▶ [Extrait fourni]
Pour des artistes, dont la mission est de représenter le monde et d’ouvrir des territoires imaginaires, les angoisses économiques sont loin d’être les seules. « Ce spectacle, nous l’avons imaginé au cours de l’année 2019, autour de la question de l’autodéfense féminine, à partir, notamment, du livre de la philosophe Elsa Dorlin, Se défendre, une philosophie de la violence [La Découverte, 2017], raconte Marie-Ange Gagnaux. C’est particulièrement rageant pour nous de ne pouvoir le présenter au public, alors que nombre d’études révèlent que les violences domestiques à l’égard des femmes sont remontées en flèche pendant cette période. Plus généralement, cette séquence que nous vivons nous a confortées dans notre intérêt pour des préoccupations sur lesquelles on ne peut plus fermer les yeux, comme la question des femmes ou celle de l’écologie. Tout en nous coupant la parole en tant qu’artistes. »

Perte de sens

Autre inquiétude, la vie du collectif lui-même. Clara Bonnet vit entre Paris et Marseille, Marie-Ange Gagnaux dans l’Yonne, Aurélia Lüscher à Paris, Itto Mehdaoui à la campagne, du côté de Dijon, Florence Verney entre Bruxelles et Paris… Le décor du spectacle, lui, est stocké dans un entrepôt de la région parisienne. « En tant que compagnie, nous n’avons pas de lieu propre. En temps normal, ce sont les tournées qui sont pour nous des périodes de vie collective, analyse Clara Bonnet. Notre collectif est né en 2018, on est encore en train d’inventer notre fonctionnement. Comment garder la force, amicalement, artistiquement, financièrement, quand on n’a plus ces moments partagés, dans l’élan de jouer un spectacle créé ensemble ? Comment combattre l’atomisation ? Peut-être faudrait-il réfléchir à un modèle où les compagnies seraient plus étroitement associées à la vie des théâtres, dont beaucoup ressemblent actuellement à des lieux fantômes », conclut la jeune femme.

▶ [Exercices à traiter]
a - Relevez dans l'extrait fourni le nom de chaque membre du collectif dont le lieu de vie est indiqué.
b - Indiquez, d'après l'extrait fourni, l'année de naissance du collectif.
c - Traduisez en anglais la phrase suivante de l'extrait fourni : « Le décor du spectacle, lui, est stocké dans un entrepôt de la région parisienne. »

▶ [Entrées de la liste]
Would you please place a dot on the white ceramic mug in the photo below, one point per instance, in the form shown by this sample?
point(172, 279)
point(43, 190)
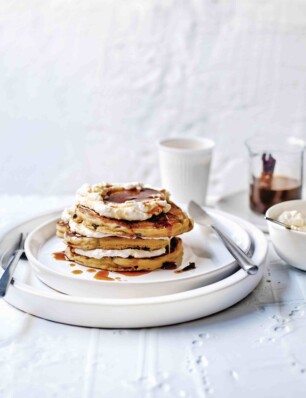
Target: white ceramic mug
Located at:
point(184, 167)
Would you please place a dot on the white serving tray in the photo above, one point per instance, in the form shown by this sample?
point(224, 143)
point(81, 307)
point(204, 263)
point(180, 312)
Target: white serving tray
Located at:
point(30, 295)
point(201, 246)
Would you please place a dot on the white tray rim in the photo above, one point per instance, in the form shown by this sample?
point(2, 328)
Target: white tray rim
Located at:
point(232, 280)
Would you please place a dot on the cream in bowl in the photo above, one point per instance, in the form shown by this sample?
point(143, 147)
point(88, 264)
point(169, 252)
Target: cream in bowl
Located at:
point(290, 244)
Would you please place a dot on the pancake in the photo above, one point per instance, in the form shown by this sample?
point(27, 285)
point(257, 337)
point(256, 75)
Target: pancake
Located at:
point(172, 223)
point(109, 242)
point(130, 264)
point(61, 228)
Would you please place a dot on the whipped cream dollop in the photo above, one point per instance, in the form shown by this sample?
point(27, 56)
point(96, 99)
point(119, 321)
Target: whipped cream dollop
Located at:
point(131, 202)
point(124, 253)
point(81, 229)
point(294, 219)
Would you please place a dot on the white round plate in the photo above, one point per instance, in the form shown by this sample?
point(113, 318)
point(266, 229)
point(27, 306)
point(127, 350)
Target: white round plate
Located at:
point(201, 246)
point(30, 295)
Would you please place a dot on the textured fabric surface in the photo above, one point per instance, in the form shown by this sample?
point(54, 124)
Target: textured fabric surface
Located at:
point(88, 87)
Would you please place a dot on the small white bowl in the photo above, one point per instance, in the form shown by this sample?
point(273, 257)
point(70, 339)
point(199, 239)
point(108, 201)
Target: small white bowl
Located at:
point(290, 245)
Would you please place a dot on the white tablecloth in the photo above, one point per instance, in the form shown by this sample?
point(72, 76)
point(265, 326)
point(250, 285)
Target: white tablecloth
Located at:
point(255, 349)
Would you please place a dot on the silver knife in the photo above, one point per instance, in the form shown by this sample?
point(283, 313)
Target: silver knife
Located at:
point(201, 217)
point(18, 251)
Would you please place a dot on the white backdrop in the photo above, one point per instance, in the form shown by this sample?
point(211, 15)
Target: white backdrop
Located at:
point(89, 86)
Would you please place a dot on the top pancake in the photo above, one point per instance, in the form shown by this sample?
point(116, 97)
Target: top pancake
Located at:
point(172, 223)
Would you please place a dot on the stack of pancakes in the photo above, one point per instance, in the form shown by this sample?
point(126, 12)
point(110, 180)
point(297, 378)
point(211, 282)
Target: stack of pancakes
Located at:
point(116, 244)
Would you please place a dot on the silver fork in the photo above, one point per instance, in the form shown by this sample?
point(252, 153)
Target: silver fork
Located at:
point(201, 217)
point(10, 269)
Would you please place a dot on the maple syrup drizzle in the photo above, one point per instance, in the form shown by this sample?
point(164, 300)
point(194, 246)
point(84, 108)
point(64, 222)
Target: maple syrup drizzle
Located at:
point(133, 273)
point(188, 267)
point(59, 256)
point(103, 275)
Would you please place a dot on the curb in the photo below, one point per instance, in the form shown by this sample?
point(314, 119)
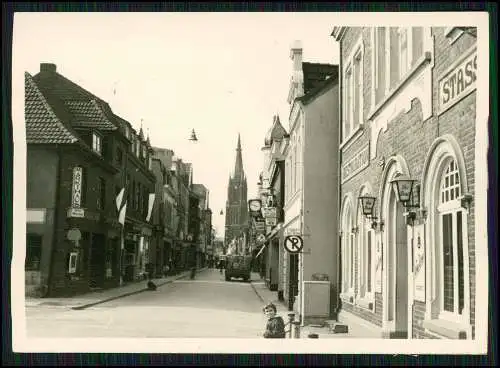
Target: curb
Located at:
point(256, 292)
point(85, 306)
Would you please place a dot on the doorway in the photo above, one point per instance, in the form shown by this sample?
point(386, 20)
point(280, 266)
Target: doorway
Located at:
point(97, 261)
point(398, 270)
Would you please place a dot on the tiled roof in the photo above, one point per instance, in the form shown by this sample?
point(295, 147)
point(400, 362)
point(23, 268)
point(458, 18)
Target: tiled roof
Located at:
point(276, 132)
point(88, 114)
point(80, 107)
point(42, 125)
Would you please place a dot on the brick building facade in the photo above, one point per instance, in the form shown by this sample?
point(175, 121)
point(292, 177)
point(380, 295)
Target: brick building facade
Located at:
point(409, 111)
point(80, 155)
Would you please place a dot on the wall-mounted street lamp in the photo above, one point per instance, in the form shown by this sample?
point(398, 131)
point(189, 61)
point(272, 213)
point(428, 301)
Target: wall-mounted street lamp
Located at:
point(193, 136)
point(408, 193)
point(465, 201)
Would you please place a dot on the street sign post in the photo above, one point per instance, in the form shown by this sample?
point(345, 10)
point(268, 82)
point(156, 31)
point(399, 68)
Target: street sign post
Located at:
point(293, 243)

▶ [Réponses par numéro]
a - Clara Bonnet, Marie-Ange Gagnaux, Aurélia Lüscher, Itto Mehdaoui, Florence Verney

b - 2018

c - The show's set, for its part, is stored in a warehouse in the Paris region.